## TEXTE FOURNI

####

Les besoins en compétences des entreprises constituent un autre changement majeur. Les compétences en matière de numérique, de communication, d’innovation et de travail en équipe sont apparues comme les principales priorités des entreprises. Plus de 40 pour cent des entreprises ont cité chacun de ces types de compétences parmi leurs trois plus gros besoins à l’avenir. Les entreprises ont également modifié leur manière de former, de partager les connaissances et de collaborer. L’un des changements les plus fréquents en matière de formation et de collaboration a été l’essor des cours de formation numériques, adoptés par plus de 50 pour cent des entreprises sondées pour ce rapport.

####

## LIGNES FOURNIES
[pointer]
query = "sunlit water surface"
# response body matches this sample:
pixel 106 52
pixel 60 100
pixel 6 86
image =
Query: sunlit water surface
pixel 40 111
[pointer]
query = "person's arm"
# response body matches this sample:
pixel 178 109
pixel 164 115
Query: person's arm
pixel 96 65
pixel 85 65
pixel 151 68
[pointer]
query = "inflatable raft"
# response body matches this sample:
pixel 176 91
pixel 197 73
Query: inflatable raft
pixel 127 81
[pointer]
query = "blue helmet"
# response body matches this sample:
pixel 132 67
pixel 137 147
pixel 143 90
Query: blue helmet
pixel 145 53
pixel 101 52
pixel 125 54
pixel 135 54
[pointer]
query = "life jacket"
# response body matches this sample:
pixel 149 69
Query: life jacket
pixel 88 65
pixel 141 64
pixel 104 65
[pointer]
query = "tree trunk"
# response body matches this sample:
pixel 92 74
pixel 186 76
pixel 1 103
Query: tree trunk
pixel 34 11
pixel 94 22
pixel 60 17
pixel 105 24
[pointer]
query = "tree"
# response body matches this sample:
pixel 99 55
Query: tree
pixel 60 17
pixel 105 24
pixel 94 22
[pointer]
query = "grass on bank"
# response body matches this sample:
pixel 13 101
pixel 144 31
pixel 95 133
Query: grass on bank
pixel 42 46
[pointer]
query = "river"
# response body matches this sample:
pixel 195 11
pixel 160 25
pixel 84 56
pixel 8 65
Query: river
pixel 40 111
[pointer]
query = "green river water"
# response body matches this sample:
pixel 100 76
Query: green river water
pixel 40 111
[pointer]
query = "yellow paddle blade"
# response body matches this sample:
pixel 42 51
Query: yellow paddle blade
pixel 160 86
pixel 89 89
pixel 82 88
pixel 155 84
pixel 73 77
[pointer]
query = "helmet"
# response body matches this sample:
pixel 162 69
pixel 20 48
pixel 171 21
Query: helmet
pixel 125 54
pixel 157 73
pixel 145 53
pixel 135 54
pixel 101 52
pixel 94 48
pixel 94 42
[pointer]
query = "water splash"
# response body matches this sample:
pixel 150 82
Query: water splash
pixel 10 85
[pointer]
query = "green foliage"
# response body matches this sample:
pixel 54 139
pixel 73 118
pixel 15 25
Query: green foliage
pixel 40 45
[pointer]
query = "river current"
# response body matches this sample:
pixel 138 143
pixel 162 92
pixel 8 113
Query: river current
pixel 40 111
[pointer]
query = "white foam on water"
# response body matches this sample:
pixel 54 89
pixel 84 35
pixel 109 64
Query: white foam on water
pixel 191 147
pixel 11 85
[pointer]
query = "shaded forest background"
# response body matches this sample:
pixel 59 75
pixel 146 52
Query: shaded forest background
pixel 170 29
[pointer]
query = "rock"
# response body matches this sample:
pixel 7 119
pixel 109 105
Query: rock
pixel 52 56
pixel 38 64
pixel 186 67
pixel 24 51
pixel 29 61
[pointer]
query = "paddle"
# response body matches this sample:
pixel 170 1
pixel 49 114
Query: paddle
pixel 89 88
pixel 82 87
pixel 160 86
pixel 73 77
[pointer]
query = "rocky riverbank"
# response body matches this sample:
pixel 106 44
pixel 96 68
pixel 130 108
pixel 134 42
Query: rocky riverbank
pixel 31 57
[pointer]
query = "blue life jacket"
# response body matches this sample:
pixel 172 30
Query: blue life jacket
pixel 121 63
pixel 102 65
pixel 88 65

####

## VOTRE OBJECTIF
Selon le texte fourni, quelle proportion des entreprises sondées a adopté des cours de formation numériques ? Ces lignes proviennent d'une autre source que le texte fourni.

## ZONE DE RÉPONSE
Plus de 50 pour cent des entreprises sondées.